Verschiebe bitte jeden Koordinatenwert der Begrenzungsrahmen in der folgenden Liste um -107, indem du -107 addierst. Gib dabei sämtliche Zeilen der Liste vollständig wieder, auch die ohne Koordinaten.
++++ Bereitgestelltes Material
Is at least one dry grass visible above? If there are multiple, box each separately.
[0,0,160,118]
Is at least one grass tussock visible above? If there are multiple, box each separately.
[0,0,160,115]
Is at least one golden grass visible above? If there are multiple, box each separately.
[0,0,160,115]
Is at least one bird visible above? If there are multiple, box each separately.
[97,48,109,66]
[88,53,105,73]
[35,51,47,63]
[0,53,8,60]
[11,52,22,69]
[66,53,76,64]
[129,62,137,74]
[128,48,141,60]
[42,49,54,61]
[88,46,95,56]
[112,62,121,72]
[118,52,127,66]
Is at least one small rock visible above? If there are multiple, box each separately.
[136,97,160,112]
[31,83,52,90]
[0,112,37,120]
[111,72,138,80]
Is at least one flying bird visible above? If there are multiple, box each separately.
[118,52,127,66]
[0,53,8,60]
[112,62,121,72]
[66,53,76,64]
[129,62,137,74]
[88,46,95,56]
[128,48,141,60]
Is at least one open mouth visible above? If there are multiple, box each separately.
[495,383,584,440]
++++++++
> [Richtige Ausgabe]
Is at least one dry grass visible above? If there are multiple, box each separately.
[-107,-107,53,11]
Is at least one grass tussock visible above? If there are multiple, box each separately.
[-107,-107,53,8]
Is at least one golden grass visible above? If there are multiple, box each separately.
[-107,-107,53,8]
Is at least one bird visible above? If there are multiple, box each separately.
[-10,-59,2,-41]
[-19,-54,-2,-34]
[-72,-56,-60,-44]
[-107,-54,-99,-47]
[-96,-55,-85,-38]
[-41,-54,-31,-43]
[22,-45,30,-33]
[21,-59,34,-47]
[-65,-58,-53,-46]
[-19,-61,-12,-51]
[5,-45,14,-35]
[11,-55,20,-41]
Is at least one small rock visible above? If there are multiple, box each separately.
[29,-10,53,5]
[-76,-24,-55,-17]
[-107,5,-70,13]
[4,-35,31,-27]
Is at least one flying bird visible above? If there are multiple, box each separately.
[11,-55,20,-41]
[-107,-54,-99,-47]
[5,-45,14,-35]
[-41,-54,-31,-43]
[22,-45,30,-33]
[-19,-61,-12,-51]
[21,-59,34,-47]
Is at least one open mouth visible above? If there are multiple, box each separately.
[388,276,477,333]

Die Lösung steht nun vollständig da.